» Written exercise:
Reproduce the records below verbatim, from the line containing "Lightning round! Study the photo above and box every snow" through the end of the records, both ends included. Output only those lines.

» Rows:

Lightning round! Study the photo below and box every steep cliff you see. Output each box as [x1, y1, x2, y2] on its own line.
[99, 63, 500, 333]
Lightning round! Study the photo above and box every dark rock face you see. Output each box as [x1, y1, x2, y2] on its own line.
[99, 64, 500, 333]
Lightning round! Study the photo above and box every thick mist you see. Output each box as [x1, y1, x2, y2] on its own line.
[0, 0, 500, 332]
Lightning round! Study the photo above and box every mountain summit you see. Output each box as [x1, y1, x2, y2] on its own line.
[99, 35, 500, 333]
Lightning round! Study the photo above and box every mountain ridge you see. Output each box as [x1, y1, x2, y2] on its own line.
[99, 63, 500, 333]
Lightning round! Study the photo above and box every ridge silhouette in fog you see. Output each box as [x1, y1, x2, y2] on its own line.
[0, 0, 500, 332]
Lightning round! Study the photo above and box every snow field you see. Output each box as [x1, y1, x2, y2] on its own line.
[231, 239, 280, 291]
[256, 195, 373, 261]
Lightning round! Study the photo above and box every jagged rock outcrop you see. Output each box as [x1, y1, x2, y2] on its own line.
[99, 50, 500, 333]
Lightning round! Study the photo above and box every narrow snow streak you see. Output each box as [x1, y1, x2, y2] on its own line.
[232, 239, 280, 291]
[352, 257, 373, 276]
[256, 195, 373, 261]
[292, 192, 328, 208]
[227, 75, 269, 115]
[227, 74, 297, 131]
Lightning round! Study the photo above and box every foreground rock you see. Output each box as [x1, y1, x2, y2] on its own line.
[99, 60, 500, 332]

» Expected answer:
Lightning round! Study the photo above and box every snow field you see. Output each box as [x1, y1, x2, y2] on its own line.
[231, 239, 280, 291]
[256, 195, 373, 261]
Lightning round! Study the photo above and box every jagged rock outcrop you see. Output each box as [x1, y1, x2, y2] on its own line.
[99, 50, 500, 333]
Lightning round! Study the photo above and box every narrow snow streak you see. Output each box as [x1, y1, x2, y2] on its own line.
[232, 239, 280, 291]
[352, 257, 373, 276]
[256, 195, 373, 261]
[292, 192, 328, 208]
[227, 75, 269, 115]
[227, 74, 297, 131]
Lightning round! Study the photo above and box every foreground rock you see. Output each box as [x1, y1, x2, y2] on its own line.
[99, 60, 500, 332]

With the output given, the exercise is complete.